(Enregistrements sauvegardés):
━━━━━━━━━━━━━━━━

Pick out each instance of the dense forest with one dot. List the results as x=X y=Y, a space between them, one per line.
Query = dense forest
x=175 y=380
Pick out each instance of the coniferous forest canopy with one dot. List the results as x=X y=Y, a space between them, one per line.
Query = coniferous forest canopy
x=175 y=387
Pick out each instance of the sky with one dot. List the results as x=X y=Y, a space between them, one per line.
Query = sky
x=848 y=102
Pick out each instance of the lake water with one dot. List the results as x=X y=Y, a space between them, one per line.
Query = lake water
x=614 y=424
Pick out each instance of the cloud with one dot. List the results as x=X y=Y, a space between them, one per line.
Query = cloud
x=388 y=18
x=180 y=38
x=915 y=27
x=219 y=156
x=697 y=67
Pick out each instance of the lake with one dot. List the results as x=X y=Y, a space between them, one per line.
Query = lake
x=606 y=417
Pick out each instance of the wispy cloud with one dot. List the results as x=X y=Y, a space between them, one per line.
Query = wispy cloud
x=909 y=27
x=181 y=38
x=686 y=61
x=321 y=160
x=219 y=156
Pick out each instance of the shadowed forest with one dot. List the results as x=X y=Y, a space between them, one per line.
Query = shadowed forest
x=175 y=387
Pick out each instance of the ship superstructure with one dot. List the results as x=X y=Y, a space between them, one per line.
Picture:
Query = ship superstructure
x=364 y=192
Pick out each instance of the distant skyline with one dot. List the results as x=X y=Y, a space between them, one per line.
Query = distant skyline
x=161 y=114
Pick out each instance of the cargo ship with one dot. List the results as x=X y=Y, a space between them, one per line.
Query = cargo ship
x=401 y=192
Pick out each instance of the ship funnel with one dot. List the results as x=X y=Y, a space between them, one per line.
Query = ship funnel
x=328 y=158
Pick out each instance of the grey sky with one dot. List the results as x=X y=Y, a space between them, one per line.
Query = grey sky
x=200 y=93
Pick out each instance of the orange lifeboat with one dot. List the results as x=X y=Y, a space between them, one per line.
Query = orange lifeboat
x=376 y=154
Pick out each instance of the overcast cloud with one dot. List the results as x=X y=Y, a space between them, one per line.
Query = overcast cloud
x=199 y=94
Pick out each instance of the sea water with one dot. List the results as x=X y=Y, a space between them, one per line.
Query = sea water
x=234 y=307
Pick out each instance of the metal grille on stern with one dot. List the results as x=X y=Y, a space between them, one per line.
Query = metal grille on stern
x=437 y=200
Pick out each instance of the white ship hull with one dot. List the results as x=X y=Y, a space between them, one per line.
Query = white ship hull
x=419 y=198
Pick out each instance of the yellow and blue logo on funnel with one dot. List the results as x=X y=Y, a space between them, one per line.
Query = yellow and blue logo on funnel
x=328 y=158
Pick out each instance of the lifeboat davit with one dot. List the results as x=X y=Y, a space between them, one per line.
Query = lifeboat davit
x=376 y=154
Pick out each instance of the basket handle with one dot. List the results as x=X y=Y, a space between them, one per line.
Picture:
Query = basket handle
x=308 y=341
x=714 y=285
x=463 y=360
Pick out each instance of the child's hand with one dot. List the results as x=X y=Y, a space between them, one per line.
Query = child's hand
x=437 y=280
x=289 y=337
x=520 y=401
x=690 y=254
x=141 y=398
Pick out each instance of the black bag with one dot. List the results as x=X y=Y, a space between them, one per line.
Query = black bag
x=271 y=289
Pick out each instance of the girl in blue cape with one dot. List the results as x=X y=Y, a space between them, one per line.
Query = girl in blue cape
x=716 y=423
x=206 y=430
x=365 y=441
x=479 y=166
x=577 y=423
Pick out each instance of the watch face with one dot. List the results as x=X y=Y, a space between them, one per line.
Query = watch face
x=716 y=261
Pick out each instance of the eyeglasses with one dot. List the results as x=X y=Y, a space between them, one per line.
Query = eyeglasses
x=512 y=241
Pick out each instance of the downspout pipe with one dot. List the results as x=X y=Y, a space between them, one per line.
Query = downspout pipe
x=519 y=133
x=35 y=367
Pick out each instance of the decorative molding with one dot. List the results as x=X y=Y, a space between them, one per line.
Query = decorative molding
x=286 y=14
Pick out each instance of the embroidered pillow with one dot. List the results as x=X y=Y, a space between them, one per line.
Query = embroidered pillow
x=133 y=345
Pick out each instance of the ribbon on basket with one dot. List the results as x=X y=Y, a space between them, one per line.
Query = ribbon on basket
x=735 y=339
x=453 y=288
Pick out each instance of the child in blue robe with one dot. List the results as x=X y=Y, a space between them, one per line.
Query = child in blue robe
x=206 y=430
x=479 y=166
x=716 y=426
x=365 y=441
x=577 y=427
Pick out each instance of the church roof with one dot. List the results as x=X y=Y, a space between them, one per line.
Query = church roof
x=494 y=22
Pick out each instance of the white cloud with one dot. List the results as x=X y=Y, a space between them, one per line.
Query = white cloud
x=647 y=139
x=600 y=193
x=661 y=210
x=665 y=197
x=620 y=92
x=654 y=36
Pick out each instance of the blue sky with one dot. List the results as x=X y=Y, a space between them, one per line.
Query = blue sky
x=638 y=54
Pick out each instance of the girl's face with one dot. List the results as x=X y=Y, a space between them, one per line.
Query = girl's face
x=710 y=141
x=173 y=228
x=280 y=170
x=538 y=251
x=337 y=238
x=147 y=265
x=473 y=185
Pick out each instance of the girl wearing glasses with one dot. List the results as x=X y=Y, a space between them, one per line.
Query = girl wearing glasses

━━━━━━━━━━━━━━━━

Pourriez-vous recopier tous les enregistrements ci-dessus en substituant « a single point » à « one dot », sans rien modifier d'autre ?

(Résultat obtenu):
Pick out each instance of the dense forest with a single point. List the results as x=X y=Y, a space between them, one per line.
Query = dense forest
x=175 y=380
Pick out each instance of the coniferous forest canopy with a single point. List the results as x=X y=Y, a space between them, one per line.
Query = coniferous forest canopy
x=175 y=387
Pick out each instance of the sky with a single point. List the results as x=X y=Y, a space between them, one per line.
Query = sky
x=848 y=102
Pick out each instance of the lake water with a single point. List the results as x=X y=Y, a space between them, one per line.
Query = lake water
x=614 y=424
Pick out each instance of the cloud with a single point. List the results as x=X y=Y, a space between them, one per line.
Query = cloud
x=388 y=18
x=180 y=38
x=915 y=27
x=219 y=156
x=697 y=67
Pick out each instance of the lake with a single point. List the results as x=X y=Y, a space between them, one per line.
Query = lake
x=606 y=417
Pick out each instance of the wispy cloud with a single point. List the results as x=X y=Y, a space between them, one per line.
Query = wispy cloud
x=909 y=27
x=181 y=38
x=686 y=61
x=321 y=160
x=219 y=156
Pick out each instance of the shadowed forest with a single point. List the results as x=X y=Y, a space between them, one per line.
Query = shadowed forest
x=175 y=387
Pick out each instance of the ship superstructure with a single point. List the results as x=X y=Y, a space between them, one per line.
Picture:
Query = ship superstructure
x=364 y=192
Pick out each instance of the distant skyline with a single point. List the results as x=X y=Y, a space between them, one per line.
Query = distant skyline
x=161 y=114
Pick out each instance of the cargo ship with a single point. List the results as x=X y=Y, a space between them, one per line.
Query = cargo ship
x=401 y=192
Pick out each instance of the ship funnel with a single point. List the results as x=X y=Y, a space between them, one per line.
Query = ship funnel
x=328 y=158
Pick out each instance of the grey sky with a single point. List the results as x=X y=Y, a space between them, one per line.
Query = grey sky
x=200 y=93
Pick out each instance of the orange lifeboat with a single point. List the results as x=X y=Y, a space between them, one per line.
Query = orange lifeboat
x=376 y=154
Pick out each instance of the overcast cloud with a single point. List the results as x=X y=Y, a space between them, one per line.
Query = overcast cloud
x=199 y=94
Pick out each instance of the sea water with a single point. List the results as x=X y=Y, a space between them, one per line.
Query = sea water
x=234 y=307
Pick out each instance of the metal grille on stern with a single point. List the results as x=X y=Y, a space between them, one per line.
Query = metal grille on stern
x=437 y=200
Pick out each instance of the white ship hull with a single point. List the results as x=X y=Y, a space between them, one per line.
Query = white ship hull
x=419 y=198
Pick out each instance of the yellow and blue logo on funnel with a single point. List the results as x=X y=Y, a space between them, one per line.
Query = yellow and blue logo on funnel
x=328 y=158
Pick out each instance of the lifeboat davit with a single point. List the results as x=X y=Y, a space between them, one per line.
Query = lifeboat davit
x=376 y=154
Pick out each instance of the basket handle with a single point. List the results as x=X y=Y, a space between them, one per line.
Picture:
Query = basket handle
x=308 y=341
x=714 y=285
x=463 y=360
Pick out each instance of the child's hand with a single point. List the results as x=X y=Y, a space between them, one per line.
Query = child's hand
x=437 y=280
x=289 y=337
x=520 y=401
x=690 y=254
x=141 y=398
Pick out each instance of the black bag with a single point. List the results as x=X y=Y, a space between them, one per line.
Query = black bag
x=271 y=289
Pick out each instance of the girl in blue cape with a single point. List the results as x=X y=Y, a space between them, one per line.
Query = girl in blue cape
x=716 y=423
x=206 y=430
x=365 y=441
x=479 y=166
x=577 y=423
Pick out each instance of the watch face with a single point. List the results as x=X y=Y, a space between them, one per line.
Query = watch face
x=716 y=261
Pick out each instance of the eyeglasses with a single point. List the results as x=X y=Y, a space between them, one per line.
Query = eyeglasses
x=512 y=241
Pick out each instance of the downspout pipe with a single point. List the results as x=X y=Y, a space between them, one per line.
Query = downspout pipe
x=519 y=133
x=35 y=367
Pick out each instance of the decorative molding with a single point. List the results as x=X y=Y, a space between them, one per line.
Query = decorative molding
x=286 y=14
Pick out each instance of the embroidered pillow with a single point. List the results as x=X y=Y, a space between them, one per line.
Query = embroidered pillow
x=133 y=345
Pick out each instance of the ribbon on basket with a single point. List the results as x=X y=Y, a space between them, one per line.
Query = ribbon on basket
x=735 y=339
x=453 y=288
Pick out each instance of the child in blue robe with a single point. List the results as x=X y=Y, a space between them, one per line.
Query = child in blue robe
x=206 y=430
x=479 y=166
x=716 y=426
x=365 y=441
x=577 y=427
Pick out each instance of the church roof with a single point. List the results as x=X y=Y, a space between them, one per line.
Query = church roof
x=494 y=22
Pick out each instance of the white cloud with a single point. List the results as x=X y=Y, a space between them, one per line.
Query = white cloud
x=647 y=139
x=600 y=193
x=661 y=210
x=665 y=197
x=620 y=92
x=654 y=36
Pick out each instance of the blue sky with a single point. List the results as x=X y=Y, a space between them, one per line.
Query = blue sky
x=638 y=54
Pick out each instance of the girl's face with a single point. List the results as x=X y=Y, a space between them, one per line.
Query = girl's face
x=710 y=141
x=173 y=228
x=280 y=170
x=538 y=251
x=337 y=238
x=147 y=265
x=473 y=185
Pick out each instance of the girl wearing glasses with a single point. List the results as x=X y=Y, a space between them, one per line.
Query = girl wearing glasses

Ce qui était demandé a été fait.